** BEGIN Data records **
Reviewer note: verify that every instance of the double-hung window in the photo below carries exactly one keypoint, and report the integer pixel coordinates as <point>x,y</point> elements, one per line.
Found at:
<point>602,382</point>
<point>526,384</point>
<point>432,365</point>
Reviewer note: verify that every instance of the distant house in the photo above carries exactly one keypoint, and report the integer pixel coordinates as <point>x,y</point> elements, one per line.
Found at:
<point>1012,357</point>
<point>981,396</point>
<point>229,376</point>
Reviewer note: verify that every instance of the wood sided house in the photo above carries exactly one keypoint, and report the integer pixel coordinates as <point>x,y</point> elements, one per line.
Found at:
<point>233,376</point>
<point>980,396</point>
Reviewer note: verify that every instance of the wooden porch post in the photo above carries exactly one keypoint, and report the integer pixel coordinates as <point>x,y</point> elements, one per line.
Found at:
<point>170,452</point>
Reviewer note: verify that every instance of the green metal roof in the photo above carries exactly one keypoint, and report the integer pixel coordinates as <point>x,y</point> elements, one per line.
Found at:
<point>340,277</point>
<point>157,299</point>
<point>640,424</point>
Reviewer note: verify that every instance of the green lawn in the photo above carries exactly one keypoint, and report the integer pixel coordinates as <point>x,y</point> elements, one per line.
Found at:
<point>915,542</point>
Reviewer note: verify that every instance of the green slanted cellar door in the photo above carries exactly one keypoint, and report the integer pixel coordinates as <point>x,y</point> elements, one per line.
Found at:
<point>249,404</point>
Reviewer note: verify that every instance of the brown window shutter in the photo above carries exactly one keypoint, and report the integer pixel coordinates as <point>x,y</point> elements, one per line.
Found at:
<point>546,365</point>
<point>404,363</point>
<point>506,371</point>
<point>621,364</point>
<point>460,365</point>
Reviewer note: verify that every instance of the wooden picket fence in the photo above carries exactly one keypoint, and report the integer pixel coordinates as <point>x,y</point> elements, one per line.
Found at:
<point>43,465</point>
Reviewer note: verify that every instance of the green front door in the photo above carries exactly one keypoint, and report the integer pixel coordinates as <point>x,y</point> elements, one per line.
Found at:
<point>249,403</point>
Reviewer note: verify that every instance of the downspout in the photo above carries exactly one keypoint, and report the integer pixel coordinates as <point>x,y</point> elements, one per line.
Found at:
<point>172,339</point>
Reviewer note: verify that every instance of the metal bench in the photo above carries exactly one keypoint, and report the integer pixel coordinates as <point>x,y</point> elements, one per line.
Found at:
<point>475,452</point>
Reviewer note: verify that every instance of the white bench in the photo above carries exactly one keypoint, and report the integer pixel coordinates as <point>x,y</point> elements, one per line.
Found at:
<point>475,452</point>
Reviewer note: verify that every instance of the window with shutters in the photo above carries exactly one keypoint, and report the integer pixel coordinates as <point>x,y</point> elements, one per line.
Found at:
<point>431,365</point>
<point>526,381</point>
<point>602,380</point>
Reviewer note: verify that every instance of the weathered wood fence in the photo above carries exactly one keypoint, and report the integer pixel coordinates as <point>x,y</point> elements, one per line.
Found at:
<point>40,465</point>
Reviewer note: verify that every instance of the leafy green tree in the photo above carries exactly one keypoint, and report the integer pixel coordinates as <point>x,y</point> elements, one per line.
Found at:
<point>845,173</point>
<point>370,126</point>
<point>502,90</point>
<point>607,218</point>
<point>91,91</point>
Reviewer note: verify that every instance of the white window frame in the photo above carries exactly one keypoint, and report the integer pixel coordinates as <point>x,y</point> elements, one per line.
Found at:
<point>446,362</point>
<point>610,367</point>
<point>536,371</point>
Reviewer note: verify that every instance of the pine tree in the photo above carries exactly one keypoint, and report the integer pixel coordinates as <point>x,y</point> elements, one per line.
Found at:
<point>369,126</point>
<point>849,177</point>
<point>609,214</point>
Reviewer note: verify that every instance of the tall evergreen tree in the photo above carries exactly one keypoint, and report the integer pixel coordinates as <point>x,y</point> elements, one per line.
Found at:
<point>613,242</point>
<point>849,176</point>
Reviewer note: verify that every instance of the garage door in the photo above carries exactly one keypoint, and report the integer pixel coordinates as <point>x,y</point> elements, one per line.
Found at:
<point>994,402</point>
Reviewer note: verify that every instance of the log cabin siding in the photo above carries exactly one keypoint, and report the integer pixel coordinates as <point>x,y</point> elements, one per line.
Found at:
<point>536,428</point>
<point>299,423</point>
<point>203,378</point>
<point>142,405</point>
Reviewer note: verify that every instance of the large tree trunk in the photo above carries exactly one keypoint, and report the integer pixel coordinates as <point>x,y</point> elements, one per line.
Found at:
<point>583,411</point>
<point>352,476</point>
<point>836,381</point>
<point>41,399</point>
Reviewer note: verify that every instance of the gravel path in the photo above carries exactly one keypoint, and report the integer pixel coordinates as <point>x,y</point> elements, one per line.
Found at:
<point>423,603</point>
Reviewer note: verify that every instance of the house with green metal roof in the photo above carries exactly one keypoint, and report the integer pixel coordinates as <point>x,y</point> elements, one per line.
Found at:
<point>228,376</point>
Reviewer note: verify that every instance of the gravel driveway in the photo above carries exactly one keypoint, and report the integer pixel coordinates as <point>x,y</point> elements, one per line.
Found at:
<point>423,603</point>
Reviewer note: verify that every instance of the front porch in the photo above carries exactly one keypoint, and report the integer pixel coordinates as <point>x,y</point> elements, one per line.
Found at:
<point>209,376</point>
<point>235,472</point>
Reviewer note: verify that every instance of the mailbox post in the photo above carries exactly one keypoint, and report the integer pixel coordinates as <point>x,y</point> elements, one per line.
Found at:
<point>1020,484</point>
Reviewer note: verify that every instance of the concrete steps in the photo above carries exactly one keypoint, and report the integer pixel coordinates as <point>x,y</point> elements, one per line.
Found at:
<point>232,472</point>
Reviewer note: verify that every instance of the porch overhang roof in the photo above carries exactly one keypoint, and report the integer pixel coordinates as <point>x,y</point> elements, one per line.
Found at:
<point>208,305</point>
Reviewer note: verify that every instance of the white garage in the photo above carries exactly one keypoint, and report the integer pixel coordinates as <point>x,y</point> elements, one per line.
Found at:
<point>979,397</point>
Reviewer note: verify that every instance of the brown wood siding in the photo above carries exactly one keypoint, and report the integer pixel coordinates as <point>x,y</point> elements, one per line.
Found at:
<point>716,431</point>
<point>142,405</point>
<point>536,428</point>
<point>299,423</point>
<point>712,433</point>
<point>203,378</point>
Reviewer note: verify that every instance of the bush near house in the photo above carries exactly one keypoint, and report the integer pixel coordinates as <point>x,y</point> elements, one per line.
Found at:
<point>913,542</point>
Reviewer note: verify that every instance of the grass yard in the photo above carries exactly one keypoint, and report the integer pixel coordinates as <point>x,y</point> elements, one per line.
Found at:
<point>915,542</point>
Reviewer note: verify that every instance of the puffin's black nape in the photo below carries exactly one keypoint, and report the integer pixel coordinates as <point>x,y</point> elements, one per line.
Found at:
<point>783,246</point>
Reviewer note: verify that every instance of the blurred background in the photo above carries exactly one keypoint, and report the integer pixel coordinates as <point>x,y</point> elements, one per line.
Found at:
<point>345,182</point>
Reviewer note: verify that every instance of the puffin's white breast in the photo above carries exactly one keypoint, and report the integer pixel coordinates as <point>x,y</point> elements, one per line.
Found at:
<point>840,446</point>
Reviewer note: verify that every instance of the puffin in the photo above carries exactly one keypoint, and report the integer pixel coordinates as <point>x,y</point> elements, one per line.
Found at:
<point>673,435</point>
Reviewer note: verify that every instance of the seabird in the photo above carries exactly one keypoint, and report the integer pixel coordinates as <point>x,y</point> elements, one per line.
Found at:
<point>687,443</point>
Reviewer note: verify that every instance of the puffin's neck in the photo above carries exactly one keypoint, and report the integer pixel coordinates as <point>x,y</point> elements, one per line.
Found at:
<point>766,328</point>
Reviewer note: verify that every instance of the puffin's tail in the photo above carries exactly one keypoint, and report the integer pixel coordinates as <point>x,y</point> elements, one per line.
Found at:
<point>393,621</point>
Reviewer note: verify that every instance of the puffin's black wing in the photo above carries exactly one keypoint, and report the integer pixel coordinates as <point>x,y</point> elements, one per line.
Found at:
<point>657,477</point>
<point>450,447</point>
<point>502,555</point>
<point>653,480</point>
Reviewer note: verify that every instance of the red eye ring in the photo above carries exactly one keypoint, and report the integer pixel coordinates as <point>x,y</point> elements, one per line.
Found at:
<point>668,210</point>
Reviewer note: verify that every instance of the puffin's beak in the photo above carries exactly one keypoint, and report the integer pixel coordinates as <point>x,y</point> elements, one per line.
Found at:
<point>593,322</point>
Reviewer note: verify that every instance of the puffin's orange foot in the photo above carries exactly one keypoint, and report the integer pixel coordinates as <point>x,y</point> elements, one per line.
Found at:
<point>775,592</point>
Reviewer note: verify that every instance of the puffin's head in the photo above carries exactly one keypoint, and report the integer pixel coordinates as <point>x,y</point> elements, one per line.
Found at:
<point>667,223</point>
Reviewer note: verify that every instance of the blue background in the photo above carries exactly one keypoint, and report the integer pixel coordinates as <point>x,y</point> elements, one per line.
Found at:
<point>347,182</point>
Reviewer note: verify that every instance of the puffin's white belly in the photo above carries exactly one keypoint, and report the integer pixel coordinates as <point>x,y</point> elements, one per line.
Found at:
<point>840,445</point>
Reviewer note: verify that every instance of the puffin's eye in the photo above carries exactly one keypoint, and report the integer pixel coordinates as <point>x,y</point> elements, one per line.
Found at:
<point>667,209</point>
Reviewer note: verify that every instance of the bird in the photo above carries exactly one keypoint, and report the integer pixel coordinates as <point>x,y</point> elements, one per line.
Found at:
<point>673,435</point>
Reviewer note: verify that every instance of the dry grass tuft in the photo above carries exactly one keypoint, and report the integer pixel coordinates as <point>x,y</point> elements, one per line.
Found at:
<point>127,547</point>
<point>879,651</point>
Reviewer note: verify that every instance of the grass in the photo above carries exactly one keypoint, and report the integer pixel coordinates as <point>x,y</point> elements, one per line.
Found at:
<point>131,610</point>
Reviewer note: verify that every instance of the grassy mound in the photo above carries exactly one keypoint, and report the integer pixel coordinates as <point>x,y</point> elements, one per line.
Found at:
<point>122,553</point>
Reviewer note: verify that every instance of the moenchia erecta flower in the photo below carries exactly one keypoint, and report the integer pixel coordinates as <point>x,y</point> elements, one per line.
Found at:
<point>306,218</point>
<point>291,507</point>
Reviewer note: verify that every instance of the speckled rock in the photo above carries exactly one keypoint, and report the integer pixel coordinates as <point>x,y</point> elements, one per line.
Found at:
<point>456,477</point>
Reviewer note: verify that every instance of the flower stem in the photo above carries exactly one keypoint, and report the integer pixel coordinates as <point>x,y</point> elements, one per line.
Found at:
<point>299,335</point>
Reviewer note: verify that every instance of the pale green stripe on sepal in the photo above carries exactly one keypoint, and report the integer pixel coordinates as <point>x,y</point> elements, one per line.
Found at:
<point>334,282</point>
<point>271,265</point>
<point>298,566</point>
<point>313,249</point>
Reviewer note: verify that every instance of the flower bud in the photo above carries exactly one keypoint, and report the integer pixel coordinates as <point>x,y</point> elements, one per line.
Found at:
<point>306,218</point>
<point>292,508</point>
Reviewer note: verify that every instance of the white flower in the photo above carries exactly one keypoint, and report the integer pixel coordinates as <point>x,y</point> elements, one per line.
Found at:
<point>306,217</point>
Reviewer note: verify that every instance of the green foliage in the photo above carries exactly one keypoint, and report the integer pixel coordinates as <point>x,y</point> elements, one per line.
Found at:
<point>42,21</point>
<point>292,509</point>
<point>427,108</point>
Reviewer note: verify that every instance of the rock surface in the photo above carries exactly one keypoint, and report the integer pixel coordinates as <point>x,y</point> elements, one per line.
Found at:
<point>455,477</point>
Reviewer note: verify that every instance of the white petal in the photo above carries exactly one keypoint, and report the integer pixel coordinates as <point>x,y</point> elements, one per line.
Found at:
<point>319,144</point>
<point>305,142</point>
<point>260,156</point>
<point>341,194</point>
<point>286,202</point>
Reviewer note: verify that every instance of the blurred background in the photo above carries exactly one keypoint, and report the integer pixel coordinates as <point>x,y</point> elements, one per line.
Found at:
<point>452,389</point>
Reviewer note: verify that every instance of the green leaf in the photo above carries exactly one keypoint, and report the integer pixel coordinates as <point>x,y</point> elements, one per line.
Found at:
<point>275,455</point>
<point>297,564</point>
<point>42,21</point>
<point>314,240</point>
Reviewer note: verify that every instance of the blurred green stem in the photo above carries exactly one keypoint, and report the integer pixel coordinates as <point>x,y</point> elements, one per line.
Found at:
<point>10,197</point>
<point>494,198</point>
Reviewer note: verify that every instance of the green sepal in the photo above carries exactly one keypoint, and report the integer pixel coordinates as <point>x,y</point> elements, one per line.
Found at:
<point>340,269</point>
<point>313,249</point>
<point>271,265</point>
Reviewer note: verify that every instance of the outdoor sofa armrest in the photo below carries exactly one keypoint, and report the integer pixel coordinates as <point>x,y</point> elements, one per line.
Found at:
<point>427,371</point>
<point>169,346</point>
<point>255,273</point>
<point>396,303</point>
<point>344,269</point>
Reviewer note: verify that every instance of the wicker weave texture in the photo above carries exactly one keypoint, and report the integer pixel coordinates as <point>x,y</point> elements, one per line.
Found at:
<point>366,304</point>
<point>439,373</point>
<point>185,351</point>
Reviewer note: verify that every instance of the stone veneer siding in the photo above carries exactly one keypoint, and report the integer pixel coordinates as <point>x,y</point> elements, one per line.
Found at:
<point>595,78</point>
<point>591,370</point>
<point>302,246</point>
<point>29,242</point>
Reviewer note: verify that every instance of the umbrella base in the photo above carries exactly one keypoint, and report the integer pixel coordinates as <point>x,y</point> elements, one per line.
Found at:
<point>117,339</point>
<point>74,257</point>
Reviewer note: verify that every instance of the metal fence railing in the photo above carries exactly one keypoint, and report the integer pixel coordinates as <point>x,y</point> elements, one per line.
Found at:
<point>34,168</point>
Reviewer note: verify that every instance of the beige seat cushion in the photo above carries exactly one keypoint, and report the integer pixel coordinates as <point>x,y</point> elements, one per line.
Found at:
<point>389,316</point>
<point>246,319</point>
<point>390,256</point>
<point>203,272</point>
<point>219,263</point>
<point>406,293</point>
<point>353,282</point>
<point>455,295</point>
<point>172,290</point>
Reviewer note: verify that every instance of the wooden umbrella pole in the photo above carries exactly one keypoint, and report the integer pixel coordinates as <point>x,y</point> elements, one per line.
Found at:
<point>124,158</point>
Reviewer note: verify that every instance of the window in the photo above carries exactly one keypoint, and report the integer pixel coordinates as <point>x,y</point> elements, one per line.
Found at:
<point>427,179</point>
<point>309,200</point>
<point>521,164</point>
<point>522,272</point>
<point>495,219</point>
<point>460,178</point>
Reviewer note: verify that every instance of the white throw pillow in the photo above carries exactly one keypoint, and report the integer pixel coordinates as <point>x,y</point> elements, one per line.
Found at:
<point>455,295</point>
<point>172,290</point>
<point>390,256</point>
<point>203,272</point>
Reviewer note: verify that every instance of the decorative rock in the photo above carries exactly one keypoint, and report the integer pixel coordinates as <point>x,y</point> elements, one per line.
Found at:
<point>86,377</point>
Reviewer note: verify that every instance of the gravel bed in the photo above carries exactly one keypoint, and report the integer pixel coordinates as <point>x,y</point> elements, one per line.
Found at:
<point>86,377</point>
** END Data records **
_Short exercise:_ Render the lines from the line with "Reviewer note: verify that every instance of the moenchia" to the line with "<point>427,108</point>", both ends included, as a JSON list of strings with one string per line. Leave out any blank lines.

_Full solution:_
[
  "Reviewer note: verify that every instance of the moenchia erecta flower in the photo below carries exactly one keypoint, and report the integer pixel coordinates as <point>x,y</point> elements, one per line.",
  "Found at:",
  "<point>306,218</point>",
  "<point>291,507</point>",
  "Reviewer note: verify that every instance of the speckled rock in the photo above carries exactly one keypoint, and report the integer pixel coordinates as <point>x,y</point> elements, one per line.",
  "Found at:",
  "<point>456,477</point>",
  "Reviewer note: verify that every instance of the flower stem in the photo above carries exactly one keypoint, and report the integer pixel coordinates as <point>x,y</point> elements, one per line.",
  "Found at:",
  "<point>299,335</point>",
  "Reviewer note: verify that every instance of the pale green stripe on sepal in the photo above carries exactly one keypoint, and report the integer pixel coordinates as <point>x,y</point> elements, one per line.",
  "Found at:",
  "<point>334,282</point>",
  "<point>271,265</point>",
  "<point>298,566</point>",
  "<point>313,249</point>",
  "Reviewer note: verify that every instance of the flower bud in the photo above carries exactly one keypoint, and report the integer pixel coordinates as <point>x,y</point> elements, one per line.",
  "Found at:",
  "<point>306,218</point>",
  "<point>292,508</point>",
  "Reviewer note: verify that every instance of the white flower in the photo above carries exactly one keypoint, and report the integer pixel coordinates as <point>x,y</point> elements, one per line.",
  "Found at:",
  "<point>306,217</point>",
  "Reviewer note: verify that every instance of the green foliage in the photo above carries exactly one keypoint, and report the integer pixel coordinates as <point>x,y</point> elements, one per line.",
  "Found at:",
  "<point>42,21</point>",
  "<point>292,509</point>",
  "<point>427,108</point>"
]